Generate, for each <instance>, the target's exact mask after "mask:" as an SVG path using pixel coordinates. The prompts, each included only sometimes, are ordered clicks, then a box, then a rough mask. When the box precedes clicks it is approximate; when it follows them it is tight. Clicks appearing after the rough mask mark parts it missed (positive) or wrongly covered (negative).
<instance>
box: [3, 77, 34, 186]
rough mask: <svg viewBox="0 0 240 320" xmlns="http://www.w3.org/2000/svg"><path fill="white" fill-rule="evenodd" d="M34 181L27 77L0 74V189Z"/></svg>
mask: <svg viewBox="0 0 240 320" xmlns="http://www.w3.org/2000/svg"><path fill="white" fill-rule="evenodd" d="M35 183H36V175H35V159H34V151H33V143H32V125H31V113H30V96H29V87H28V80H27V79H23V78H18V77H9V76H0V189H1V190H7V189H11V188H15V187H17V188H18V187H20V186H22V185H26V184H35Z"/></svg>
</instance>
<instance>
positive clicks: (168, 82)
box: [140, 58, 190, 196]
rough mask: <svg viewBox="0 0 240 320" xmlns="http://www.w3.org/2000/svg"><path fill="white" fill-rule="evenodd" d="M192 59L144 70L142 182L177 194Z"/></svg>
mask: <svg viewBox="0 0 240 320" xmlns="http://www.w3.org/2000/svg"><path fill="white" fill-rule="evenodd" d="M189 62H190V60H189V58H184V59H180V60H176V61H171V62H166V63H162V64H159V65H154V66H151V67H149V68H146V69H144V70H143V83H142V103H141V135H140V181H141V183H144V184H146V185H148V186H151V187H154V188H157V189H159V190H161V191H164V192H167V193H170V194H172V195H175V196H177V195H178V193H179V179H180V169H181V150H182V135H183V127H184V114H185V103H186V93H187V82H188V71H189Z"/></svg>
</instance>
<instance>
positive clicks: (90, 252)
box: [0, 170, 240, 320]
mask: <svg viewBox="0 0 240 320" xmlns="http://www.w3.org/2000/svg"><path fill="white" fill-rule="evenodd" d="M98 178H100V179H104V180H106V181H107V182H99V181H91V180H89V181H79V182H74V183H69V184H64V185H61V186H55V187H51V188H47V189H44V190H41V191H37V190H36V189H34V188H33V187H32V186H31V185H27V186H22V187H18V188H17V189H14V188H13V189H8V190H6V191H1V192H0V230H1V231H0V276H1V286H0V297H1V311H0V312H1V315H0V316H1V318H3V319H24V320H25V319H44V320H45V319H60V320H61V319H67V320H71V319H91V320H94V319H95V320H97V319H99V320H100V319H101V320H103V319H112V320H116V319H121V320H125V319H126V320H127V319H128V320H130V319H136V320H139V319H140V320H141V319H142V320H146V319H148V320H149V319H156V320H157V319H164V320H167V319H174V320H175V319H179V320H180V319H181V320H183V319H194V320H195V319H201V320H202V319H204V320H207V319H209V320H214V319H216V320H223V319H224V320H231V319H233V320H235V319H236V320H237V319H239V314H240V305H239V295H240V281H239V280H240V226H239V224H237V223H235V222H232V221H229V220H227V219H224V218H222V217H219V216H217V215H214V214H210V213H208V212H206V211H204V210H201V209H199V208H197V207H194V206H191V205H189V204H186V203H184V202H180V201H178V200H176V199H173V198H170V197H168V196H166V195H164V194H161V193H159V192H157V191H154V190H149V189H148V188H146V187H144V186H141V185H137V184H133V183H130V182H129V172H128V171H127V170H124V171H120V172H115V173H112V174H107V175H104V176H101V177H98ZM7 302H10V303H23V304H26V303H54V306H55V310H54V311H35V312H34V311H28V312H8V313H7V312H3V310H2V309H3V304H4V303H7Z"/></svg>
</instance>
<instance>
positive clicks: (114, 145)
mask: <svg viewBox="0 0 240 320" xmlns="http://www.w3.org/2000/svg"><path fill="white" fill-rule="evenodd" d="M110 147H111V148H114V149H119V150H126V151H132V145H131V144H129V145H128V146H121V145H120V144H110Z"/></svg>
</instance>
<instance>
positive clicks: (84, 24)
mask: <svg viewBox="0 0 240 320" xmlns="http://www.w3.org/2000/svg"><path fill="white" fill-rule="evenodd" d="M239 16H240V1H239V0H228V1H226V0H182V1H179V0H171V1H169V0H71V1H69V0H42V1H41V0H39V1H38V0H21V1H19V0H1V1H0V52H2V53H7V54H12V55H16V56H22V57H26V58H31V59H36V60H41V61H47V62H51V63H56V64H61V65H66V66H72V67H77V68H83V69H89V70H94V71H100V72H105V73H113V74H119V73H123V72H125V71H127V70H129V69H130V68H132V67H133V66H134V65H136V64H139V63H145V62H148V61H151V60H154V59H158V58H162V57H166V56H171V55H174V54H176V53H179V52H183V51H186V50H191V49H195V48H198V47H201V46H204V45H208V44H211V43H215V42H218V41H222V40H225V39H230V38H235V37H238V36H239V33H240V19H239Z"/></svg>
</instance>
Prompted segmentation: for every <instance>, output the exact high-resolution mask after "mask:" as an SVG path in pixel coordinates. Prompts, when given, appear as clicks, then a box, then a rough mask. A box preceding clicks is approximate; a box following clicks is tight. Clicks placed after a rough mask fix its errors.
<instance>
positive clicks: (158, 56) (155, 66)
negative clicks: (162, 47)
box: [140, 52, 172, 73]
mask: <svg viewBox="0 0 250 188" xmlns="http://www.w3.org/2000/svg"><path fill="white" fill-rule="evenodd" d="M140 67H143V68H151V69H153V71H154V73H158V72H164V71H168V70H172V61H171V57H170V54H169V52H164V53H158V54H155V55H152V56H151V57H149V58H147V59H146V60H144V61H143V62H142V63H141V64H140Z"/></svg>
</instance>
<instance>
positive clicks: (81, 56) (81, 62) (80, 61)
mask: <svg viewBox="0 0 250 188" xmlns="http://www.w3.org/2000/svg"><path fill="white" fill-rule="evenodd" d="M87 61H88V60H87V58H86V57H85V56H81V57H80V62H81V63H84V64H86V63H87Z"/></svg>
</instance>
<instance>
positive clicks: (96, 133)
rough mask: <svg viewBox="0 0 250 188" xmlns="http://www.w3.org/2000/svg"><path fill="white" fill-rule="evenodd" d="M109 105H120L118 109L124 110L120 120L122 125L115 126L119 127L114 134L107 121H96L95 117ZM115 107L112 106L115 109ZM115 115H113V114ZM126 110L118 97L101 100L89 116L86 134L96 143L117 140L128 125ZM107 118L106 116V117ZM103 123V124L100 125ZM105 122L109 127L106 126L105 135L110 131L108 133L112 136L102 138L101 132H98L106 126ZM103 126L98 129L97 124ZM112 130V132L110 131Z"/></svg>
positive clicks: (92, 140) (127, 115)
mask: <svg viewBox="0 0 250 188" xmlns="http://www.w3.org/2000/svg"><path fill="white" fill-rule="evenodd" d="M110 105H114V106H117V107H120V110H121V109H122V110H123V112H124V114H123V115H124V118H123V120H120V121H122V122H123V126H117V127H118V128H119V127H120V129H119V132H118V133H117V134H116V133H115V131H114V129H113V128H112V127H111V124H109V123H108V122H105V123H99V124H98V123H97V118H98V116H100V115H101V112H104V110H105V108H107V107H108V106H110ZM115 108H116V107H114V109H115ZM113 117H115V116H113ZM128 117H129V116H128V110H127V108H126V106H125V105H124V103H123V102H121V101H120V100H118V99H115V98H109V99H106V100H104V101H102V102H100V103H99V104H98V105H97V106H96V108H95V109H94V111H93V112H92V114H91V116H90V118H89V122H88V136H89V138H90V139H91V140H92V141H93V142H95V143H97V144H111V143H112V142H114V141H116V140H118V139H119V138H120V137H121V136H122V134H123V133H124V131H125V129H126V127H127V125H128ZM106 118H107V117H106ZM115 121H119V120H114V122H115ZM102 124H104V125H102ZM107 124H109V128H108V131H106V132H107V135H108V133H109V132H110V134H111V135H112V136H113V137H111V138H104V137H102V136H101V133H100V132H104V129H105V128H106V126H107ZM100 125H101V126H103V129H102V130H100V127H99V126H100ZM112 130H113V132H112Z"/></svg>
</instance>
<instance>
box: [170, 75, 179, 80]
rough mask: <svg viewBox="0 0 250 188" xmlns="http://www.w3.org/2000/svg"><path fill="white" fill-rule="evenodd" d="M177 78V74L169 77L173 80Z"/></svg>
···
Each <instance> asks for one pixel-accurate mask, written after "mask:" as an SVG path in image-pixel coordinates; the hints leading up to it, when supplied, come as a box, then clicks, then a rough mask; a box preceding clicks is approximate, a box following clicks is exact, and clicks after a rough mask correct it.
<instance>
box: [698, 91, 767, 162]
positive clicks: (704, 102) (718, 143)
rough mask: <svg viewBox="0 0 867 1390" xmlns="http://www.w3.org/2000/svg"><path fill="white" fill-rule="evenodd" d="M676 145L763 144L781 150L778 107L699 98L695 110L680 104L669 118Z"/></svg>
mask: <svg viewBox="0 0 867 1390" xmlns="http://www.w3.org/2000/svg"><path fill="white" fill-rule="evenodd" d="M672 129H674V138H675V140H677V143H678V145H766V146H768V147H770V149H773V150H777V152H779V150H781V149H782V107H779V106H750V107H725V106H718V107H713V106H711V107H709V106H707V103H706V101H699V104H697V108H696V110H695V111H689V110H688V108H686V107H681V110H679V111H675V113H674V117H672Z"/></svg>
···
Exercise — The answer must consist of every line from the entries that holds the string "negative".

Answer to the problem —
Generate, for each <instance>, the target's exact mask after "mask:" as an SVG path using pixel coordinates. The prompts, each included only sometimes, are ordered clicks, then a box, then a rough mask. When the box precedes clicks it is approximate; when it follows them it is tight. Clicks appearing after the rough mask mark parts it missed (positive) or wrongly covered (negative).
negative clicks: (162, 47)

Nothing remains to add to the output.